▶ Work to do: Continue the commentary on the Isabelle storylines in the soap opera "Loving" from where it stops.

▶ Text extract:
--- Begin ---

I think Mundy would have handled the transition from warm and loving to schemer much more effectively. 

I'm trying to imagine what it would be like if Pat Barry's Isabelle played the final scenes with Cabot on the night of their anniversary. It's not a pretty image. Celeste Holms' Isabelle would have been fine in that, but there would be added poignancy given that Wesley Addy would be dead in about six months. 

The Clay paternity story reads like the plot Walsh cooked up for Bradley Cole and one of the French characters on "Riviera," which Walsh had written for directly before heading over to "Loving." I think it was damaging to the show's canvas, even moreso than the serial killer. It was an unnecessary move that rarely resulted in much drama. Munisteri's Isabelle became a bitch; Walsh's Isabelle had now secretly been one for years. That's probably my biggest issue with the story. Isabelle's fling wasn't a crime, but her determination to see that Clay was in the CEO seat at Alden Enterprises seemed her ultimate long goal and made her love for Cabot even less real.

--- End ---

▶ Listed entries:
--- Begin ---

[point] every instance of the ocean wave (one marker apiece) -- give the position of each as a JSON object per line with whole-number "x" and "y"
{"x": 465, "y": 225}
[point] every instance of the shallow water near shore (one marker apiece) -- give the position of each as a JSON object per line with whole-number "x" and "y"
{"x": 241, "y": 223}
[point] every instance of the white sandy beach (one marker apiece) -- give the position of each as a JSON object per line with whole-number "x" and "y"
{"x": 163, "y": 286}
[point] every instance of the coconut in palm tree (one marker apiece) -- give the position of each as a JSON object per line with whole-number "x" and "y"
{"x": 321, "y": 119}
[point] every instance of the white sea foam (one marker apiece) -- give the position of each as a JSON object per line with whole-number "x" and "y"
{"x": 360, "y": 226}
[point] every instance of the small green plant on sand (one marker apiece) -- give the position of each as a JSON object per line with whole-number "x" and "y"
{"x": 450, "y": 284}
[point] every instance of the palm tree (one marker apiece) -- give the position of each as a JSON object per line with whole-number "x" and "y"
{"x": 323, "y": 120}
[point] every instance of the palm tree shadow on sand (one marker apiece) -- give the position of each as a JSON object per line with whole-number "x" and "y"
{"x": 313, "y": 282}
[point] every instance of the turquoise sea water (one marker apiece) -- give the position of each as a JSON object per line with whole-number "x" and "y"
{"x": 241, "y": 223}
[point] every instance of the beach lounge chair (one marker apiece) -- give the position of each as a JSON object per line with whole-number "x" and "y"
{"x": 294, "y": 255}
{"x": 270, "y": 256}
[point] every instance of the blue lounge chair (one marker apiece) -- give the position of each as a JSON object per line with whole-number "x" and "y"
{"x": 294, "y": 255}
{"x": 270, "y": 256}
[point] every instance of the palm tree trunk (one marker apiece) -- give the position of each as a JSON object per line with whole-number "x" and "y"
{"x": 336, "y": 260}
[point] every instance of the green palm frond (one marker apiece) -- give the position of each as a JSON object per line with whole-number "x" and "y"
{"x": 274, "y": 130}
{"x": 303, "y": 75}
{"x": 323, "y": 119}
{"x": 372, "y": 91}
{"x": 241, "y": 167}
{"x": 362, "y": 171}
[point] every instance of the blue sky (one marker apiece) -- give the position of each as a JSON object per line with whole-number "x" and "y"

--- End ---

▶ Exercise result:
I've considered Celeste Holms as Cabot's sister-in-law, Cooper's grandmother, and Larkin Malloy as Tyler Alden. Unfortunately, I don't think the best way to beef up the family would have been by adding a new branch, but ultimately that's what happens with nuClay and nuIsabelle and Cooper. 

Elizabeth Lawrence is an interesting choice. This got me thinking about "Road of Life" and now I'm wondering if Lesley Woods could have managed to balance the warm matriarch and the meddlesome mother that Isabelle Alden becomes. 

Structurally, so much of "The City" is ineffective because the connections are very narrow. I've been watching some of "The City" sporagically starting in April, 1996, and now in early June. The Richard-Zoey story is intriguing, but it requires the knowledge of so much backstory that is being established as the story is developing. Sydney and Nick's past affair, the combative marriage of Sydney and Jared, Richard's adoption, Nick's alcoholisma and fading career, and Zoe's mother's relationship with Nick. While I applaud the layers, at times it is hard to connect because so much is told to us rather than shown. I don't think Richard is a bad character per se, but his personality can be limiting in a sense because he's not super friendly so his world is small. I think it might have helped if Frankie was more involved with Hotline or whatever Richard's show is called. Zoey has the relationship with Angie, but that doesn't seem to be used very much at least at this stage of the story.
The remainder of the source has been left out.